• **Supplied data**:
........

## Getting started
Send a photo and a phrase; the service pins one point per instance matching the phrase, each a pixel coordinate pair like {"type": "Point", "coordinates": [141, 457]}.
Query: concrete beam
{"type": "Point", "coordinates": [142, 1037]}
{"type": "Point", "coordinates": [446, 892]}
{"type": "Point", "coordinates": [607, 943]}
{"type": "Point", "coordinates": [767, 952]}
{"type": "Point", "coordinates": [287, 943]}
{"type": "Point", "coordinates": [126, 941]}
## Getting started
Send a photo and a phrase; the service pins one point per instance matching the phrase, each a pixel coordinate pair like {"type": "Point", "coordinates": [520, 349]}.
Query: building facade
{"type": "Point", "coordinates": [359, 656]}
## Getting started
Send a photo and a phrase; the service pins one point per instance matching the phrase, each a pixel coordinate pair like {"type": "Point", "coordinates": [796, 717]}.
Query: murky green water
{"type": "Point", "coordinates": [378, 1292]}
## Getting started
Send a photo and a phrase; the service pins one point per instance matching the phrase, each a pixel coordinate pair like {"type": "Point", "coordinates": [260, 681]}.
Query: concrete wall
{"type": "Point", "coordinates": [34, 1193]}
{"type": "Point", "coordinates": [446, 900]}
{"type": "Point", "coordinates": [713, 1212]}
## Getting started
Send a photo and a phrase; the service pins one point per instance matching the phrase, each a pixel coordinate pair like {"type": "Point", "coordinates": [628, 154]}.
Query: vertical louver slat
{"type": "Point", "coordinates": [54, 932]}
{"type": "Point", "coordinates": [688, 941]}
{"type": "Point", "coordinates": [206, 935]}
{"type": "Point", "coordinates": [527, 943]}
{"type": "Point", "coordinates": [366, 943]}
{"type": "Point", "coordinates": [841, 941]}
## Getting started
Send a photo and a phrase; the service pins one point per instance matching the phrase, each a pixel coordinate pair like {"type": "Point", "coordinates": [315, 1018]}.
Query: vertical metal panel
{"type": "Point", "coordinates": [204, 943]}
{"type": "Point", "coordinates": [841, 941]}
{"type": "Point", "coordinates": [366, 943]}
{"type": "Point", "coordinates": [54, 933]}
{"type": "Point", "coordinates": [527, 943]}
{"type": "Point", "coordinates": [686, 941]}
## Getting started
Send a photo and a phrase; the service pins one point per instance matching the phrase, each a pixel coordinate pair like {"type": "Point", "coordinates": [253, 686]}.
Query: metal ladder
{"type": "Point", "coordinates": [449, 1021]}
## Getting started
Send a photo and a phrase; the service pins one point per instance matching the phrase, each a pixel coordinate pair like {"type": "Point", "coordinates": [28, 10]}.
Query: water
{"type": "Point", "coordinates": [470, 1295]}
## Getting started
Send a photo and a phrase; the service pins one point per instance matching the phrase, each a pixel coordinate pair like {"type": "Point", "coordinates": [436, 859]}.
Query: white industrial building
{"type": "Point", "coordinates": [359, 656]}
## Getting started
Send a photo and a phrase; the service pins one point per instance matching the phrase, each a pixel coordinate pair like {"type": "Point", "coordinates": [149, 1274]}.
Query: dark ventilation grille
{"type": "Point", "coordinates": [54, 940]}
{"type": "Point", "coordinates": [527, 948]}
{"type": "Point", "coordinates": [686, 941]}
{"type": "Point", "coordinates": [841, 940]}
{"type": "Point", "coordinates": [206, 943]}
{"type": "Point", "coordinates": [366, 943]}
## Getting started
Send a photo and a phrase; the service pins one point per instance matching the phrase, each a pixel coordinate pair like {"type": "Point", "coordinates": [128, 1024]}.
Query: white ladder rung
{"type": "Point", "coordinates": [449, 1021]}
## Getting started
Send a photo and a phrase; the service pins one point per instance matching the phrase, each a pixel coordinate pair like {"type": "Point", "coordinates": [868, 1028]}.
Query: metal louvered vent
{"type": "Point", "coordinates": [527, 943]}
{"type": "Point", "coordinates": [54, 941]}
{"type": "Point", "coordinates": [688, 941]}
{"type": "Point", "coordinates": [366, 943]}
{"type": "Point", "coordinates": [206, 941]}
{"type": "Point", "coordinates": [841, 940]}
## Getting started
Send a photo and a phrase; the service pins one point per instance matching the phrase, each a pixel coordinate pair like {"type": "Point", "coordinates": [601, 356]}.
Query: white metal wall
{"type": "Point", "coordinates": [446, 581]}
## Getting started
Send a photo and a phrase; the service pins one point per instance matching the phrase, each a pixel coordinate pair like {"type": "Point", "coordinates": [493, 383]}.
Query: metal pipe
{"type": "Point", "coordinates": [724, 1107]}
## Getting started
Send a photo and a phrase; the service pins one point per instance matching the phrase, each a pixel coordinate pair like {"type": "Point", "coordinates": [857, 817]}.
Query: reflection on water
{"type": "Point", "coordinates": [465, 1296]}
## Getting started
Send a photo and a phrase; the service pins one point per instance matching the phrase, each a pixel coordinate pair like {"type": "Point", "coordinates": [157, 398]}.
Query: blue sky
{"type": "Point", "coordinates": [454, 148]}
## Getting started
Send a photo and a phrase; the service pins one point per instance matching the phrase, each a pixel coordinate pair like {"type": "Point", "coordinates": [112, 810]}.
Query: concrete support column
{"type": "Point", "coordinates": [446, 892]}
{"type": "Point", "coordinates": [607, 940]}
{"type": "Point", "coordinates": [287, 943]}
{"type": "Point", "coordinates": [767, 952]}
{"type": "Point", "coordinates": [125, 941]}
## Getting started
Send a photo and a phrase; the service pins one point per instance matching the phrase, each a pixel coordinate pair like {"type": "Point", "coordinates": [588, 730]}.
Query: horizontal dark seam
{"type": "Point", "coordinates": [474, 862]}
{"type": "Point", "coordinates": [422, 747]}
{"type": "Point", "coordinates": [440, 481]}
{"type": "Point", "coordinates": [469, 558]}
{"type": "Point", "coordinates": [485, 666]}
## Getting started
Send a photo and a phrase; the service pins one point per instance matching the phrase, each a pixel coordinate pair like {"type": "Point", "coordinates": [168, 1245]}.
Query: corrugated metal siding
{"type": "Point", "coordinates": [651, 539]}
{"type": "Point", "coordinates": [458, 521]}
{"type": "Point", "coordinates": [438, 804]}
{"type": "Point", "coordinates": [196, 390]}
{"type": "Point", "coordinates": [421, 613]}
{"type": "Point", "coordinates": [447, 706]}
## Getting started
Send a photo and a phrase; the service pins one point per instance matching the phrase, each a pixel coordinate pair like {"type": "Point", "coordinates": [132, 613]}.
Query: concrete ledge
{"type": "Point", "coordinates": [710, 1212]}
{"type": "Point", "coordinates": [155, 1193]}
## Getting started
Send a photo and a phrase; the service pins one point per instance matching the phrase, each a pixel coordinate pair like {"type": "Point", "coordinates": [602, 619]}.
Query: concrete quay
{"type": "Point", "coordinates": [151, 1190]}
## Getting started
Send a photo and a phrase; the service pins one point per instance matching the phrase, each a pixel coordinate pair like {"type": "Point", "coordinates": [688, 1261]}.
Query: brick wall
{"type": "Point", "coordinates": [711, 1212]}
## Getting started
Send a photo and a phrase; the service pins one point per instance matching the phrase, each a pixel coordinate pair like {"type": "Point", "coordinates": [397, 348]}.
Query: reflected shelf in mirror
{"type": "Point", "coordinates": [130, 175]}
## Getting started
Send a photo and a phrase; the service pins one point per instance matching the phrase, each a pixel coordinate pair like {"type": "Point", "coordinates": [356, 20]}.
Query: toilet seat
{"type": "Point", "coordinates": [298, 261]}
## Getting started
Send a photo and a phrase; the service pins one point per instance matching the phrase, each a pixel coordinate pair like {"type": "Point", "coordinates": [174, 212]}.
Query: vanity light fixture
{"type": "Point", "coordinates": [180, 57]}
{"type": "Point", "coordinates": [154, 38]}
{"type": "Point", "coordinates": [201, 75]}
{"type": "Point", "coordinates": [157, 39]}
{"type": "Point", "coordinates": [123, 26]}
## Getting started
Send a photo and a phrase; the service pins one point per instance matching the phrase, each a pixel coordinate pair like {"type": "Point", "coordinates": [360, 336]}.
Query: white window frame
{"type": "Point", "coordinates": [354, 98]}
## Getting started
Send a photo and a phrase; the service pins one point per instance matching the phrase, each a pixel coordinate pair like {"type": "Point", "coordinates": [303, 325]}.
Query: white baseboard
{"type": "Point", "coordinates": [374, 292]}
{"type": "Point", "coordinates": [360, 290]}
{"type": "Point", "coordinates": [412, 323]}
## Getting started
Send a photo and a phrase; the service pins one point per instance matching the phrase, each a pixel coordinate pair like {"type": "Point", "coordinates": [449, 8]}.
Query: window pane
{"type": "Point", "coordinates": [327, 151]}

........

• **Given instruction**: Extract each line of the material that contains the word "window".

• **Solution for this task**:
Query: white window frame
Query: window pane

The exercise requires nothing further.